Tier- oder Pflanzenarten ohne genetische Verwandtschaft üben auf Biologen einen ganz besonderen Reiz aus. Zu diesen lebenden Fossilien gehört der legendäre Quastenflosser ebenso wie das Schnabeltier. Bei der genauen genetischen Untersuchung der Blütenpflanze Amborella fanden US-Forscher die Antwort auf eine 150 Jahre alte Frage.

Von Michael Lange |
    "Amborella wächst als kleiner Baum oder Strauch an steilen Hängen im tropischen Regenwald Neukaledoniens, im südlichen Pazifik. Auf den ersten Blick unscheinbar aber evolutionsbiologisch enorm interessant."
    Im vollständig entzifferten Erbgut, dem Genom von Amborella, konnten die Biologen nun nachlesen, wie vor etwa 200 Millionen Jahren innerhalb kürzester Zeit – also wenigen Millionen Jahren – aus dem Nichts die Vielfalt der Blütenpflanzen entstand.

Bereitgestellte Einträge ::
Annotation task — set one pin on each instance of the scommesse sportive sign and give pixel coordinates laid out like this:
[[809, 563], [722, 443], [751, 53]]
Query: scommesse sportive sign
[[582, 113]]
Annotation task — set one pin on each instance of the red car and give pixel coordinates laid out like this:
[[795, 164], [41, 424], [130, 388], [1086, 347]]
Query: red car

Arbeitsauftrag ::
Schreiben Sie aus dem Auszug zu Amborella die Passage wortgetreu ab, die mit den Worten "Von Michael Lange" einsetzt und nach "der Blütenpflanzen entstand." endet.

Erwartete Ausgabe ::
Von Michael Lange |
    "Amborella wächst als kleiner Baum oder Strauch an steilen Hängen im tropischen Regenwald Neukaledoniens, im südlichen Pazifik. Auf den ersten Blick unscheinbar aber evolutionsbiologisch enorm interessant."
    Im vollständig entzifferten Erbgut, dem Genom von Amborella, konnten die Biologen nun nachlesen, wie vor etwa 200 Millionen Jahren innerhalb kürzester Zeit – also wenigen Millionen Jahren – aus dem Nichts die Vielfalt der Blütenpflanzen entstand.